» **STATED TASK**
List every action that the text on momentum and motivation gives as an example of what momentum might look like for writers.

Motivation is unreliable. It shows up inconsistently and disappears under stress, fatigue, or uncertainty. Writers often wait for motivation before moving, writing, or taking care of themselves, and then feel frustrated when it doesn’t arrive.

Momentum works differently. Momentum comes from small actions repeated often enough to reduce resistance. It doesn’t require enthusiasm. It requires starting.

For writers, momentum might look like opening the document, standing up between sessions, or taking a short walk instead of pushing through exhaustion. These actions seem minor, but they change how the work feels.

For me, I built my early writing career (2009-2020) on a goal of 2,000 words a day. I didn’t write every day, mind you, but when I was in a project and working the 2,000 word goal was the mark on the wall. I hit it with devastating regularity. Why devastating? The later years of that period (2018-2020) I struggled at times with all of the areas of life outside of writing. I was spending more time writing than being engaged with my family. I lost sight of hobbies and activities I’d loved since childhood and virtually stopped several of them.

My wife and I talked about it one day and I realized I’d been pushing too hard. I did so believing that the next book, the next story, the next thing would be the one to make all the difference. Velvet ropes would part, champagne would fall from the heavens, and I’d start raking in the money. All I had to do was keep working and producing at a feverish pace.

What a damned lie that was.

So, I decided to cut back my daily goal to 1,100 words. I can do this most days in less than an hour. If I exceed that, great, but if I don’t? An hour is pretty easy to handle and it gives me the opportunity to be present and engaged with my family. It’s not about the output – it’s the momentum. As long as I’m writing every day, I have momentum. Last year, I wrote 100,000 words in a month. Yes, you read that right. In a month.

Did my goals change? No. That 1,100 word goal was in place and never wavered. What happened was that after the summer ended and the kids went back to school, my schedule opened up and some ideas I’d had bouncing around in my head came out. Once I had the momentum, the words continued flowing to insane quantities. I had an 8,000 word day. Before 2020, I probably would’ve said I can do that every day and pushed myself to the point of collapse. Instead, I laughed it off and said that I was 7 days ahead of pace. It was a game. There were a few days where it was just a 1,200 or so words a day, but there were plenty of 3-4K word days, too.

Make your goals work for you. Structure them so they move you forward. That’s momentum!

Momentum builds confidence quietly. Each small action makes the next one easier. Waiting for motivation keeps you stuck. Acting first creates the conditions for motivation to follow. If you’re feeling stalled, don’t ask how to feel motivated. Ask what the smallest next step is.

» **DATA EXCERPTS**
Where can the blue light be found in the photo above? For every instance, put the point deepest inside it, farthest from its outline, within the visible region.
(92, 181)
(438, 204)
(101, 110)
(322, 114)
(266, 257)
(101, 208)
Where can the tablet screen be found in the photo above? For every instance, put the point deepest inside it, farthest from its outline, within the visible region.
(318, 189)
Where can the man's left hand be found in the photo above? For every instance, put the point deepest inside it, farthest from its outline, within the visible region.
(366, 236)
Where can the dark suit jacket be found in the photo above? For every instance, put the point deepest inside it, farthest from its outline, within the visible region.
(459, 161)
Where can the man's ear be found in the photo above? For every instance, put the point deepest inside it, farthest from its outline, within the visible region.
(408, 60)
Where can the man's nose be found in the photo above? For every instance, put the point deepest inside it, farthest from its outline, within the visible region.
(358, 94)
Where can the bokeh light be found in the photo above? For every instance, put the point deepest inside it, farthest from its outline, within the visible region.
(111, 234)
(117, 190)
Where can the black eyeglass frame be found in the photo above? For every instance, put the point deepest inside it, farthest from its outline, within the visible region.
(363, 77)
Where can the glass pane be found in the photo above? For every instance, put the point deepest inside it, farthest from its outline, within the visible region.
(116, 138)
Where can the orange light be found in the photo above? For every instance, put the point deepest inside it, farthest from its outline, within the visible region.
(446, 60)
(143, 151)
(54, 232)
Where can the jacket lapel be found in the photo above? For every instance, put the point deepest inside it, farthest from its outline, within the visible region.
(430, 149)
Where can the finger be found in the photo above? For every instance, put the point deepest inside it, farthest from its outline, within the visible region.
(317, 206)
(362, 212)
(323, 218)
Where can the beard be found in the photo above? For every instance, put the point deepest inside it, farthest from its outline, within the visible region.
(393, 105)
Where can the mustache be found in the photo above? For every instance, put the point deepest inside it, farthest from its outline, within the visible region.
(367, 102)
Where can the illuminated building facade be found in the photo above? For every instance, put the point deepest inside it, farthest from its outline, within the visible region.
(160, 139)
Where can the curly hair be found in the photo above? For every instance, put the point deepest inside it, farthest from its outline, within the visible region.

» **ANSWER BELOW**
- Opening the document
- Standing up between sessions
- Taking a short walk instead of pushing through exhaustion